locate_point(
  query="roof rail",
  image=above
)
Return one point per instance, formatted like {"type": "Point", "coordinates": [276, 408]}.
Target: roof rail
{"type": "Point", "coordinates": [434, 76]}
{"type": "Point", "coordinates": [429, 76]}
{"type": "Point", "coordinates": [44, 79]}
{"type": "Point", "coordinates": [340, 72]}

★ ★ ★ ★

Each record is to be transcribed exactly and in full.

locate_point(
  query="roof rail",
  image=above
)
Return one point per instance, formatted like {"type": "Point", "coordinates": [276, 408]}.
Target: roof rail
{"type": "Point", "coordinates": [434, 76]}
{"type": "Point", "coordinates": [429, 76]}
{"type": "Point", "coordinates": [44, 79]}
{"type": "Point", "coordinates": [340, 72]}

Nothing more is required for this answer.